◆ AIM OF THE EXERCISE: Convert every line of the data below into a JSON list of strings, one string per line, skipping blank lines. Leave the pictures out of the list.

◆ DATA SHOWN:
-- START --

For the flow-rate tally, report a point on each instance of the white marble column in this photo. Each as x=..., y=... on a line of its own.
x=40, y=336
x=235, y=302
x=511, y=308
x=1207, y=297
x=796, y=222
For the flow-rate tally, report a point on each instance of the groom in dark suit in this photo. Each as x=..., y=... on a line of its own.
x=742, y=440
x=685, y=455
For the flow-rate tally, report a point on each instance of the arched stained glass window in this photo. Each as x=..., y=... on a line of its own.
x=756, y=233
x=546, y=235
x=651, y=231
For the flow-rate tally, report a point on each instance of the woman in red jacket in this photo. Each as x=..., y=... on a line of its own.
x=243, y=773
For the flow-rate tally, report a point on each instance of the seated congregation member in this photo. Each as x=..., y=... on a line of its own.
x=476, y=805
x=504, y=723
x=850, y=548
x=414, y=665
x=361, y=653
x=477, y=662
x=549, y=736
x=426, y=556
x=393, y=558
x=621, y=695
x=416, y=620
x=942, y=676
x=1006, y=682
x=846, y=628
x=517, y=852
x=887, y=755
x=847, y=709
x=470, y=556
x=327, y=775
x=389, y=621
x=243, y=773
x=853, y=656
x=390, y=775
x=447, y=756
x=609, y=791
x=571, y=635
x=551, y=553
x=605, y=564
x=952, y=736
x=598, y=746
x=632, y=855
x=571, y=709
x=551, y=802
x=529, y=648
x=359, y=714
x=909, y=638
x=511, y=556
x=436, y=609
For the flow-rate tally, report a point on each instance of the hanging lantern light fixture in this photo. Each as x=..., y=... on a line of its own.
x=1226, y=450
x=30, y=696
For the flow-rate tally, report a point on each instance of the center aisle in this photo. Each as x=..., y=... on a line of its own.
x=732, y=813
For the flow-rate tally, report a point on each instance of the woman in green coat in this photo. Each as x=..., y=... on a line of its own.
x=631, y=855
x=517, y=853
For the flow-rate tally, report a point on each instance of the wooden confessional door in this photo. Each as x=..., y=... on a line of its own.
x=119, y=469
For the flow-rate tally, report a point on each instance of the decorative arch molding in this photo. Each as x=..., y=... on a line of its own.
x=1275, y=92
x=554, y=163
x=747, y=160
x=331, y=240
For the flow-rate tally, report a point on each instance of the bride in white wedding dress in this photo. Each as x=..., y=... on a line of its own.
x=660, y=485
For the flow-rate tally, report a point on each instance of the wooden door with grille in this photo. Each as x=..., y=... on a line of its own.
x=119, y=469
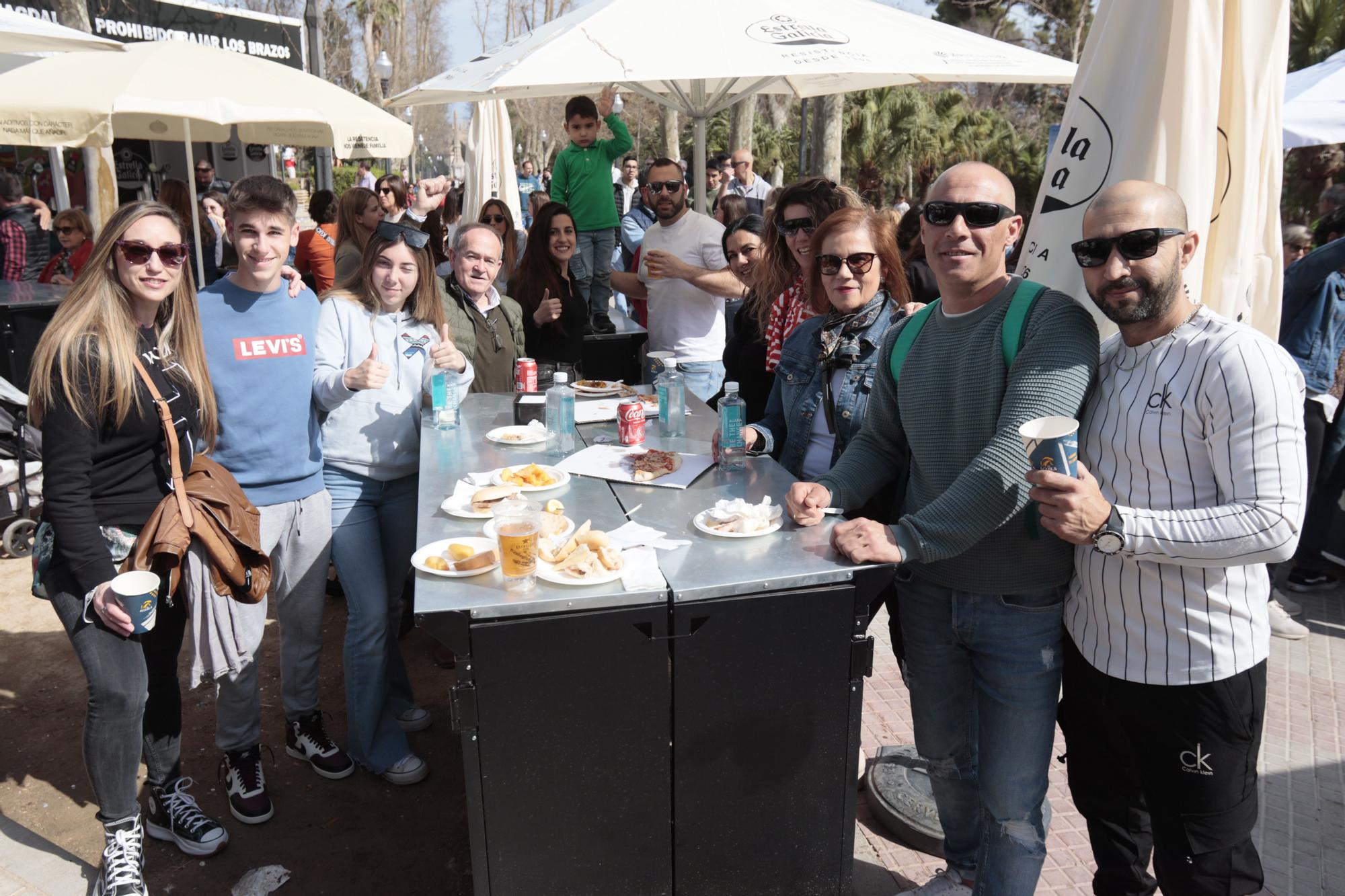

-- END --

◆ COMPLETE RESPONSE:
[
  "For the flow-rate tally, report a point on each instance of the white marble column in this photo. Each as x=..., y=... on a line of its own.",
  "x=40, y=336",
  "x=235, y=302",
  "x=511, y=308",
  "x=1207, y=297",
  "x=796, y=222",
  "For the flow-rate tally, report a point on each instance of the groom in dark suit in this photo. Each as x=..., y=... on a line of its own.",
  "x=742, y=440",
  "x=685, y=455",
  "For the flow-rate tally, report a point on each instance of the arched stained glass window in this photo. Each as x=..., y=... on a line of its own.",
  "x=756, y=233",
  "x=546, y=235",
  "x=651, y=231",
  "For the flow-rate tally, report a point on each instance of the woman in red jacket in this photo. Each as x=..., y=... on a line of its own.",
  "x=243, y=773",
  "For the flow-rate tally, report a point on each instance of the seated congregation member in this photo. Each as x=..., y=... on a line of its own.",
  "x=476, y=805",
  "x=504, y=723",
  "x=850, y=548",
  "x=414, y=665",
  "x=361, y=653",
  "x=477, y=662",
  "x=549, y=736",
  "x=426, y=556",
  "x=393, y=558",
  "x=621, y=695",
  "x=416, y=620",
  "x=942, y=676",
  "x=1006, y=682",
  "x=846, y=628",
  "x=517, y=852",
  "x=887, y=755",
  "x=847, y=709",
  "x=470, y=556",
  "x=327, y=775",
  "x=389, y=621",
  "x=243, y=773",
  "x=853, y=656",
  "x=390, y=775",
  "x=447, y=756",
  "x=609, y=791",
  "x=571, y=635",
  "x=551, y=553",
  "x=605, y=564",
  "x=952, y=736",
  "x=598, y=746",
  "x=632, y=855",
  "x=571, y=709",
  "x=551, y=802",
  "x=529, y=648",
  "x=359, y=714",
  "x=909, y=638",
  "x=511, y=556",
  "x=436, y=609",
  "For the flow-rate tally, report a point on each instance of the hanging lantern light fixture in this photo. Each as x=..., y=... on a line of its own.",
  "x=1226, y=450",
  "x=30, y=696",
  "For the flow-rate tally, report a point on each instance of the center aisle in this photo. Each as x=..., y=... on a line of its own.",
  "x=732, y=813",
  "For the flow-rate tally, report a point on each instance of the woman in green coat in this photo. Each as x=..., y=... on a line of its own.",
  "x=631, y=855",
  "x=517, y=853",
  "For the flow-rate tally, report a point on each instance of the wooden confessional door in this photo. Each as x=..., y=... on a line of its own.",
  "x=119, y=469",
  "For the flow-rate tally, report a point on each instance of the decorative arch molding in this photo. Each as x=..., y=... on a line of its own.",
  "x=1275, y=92",
  "x=554, y=163",
  "x=747, y=160",
  "x=331, y=240",
  "For the flow-rate tally, report a point on each instance of the bride in white wedding dress in this photo. Each as x=..., y=... on a line of its own.",
  "x=660, y=485",
  "For the flow-rate tally, report a point on each instance of the wooden door with grille in this photo. Each as x=..., y=... on a line of its own.",
  "x=119, y=469"
]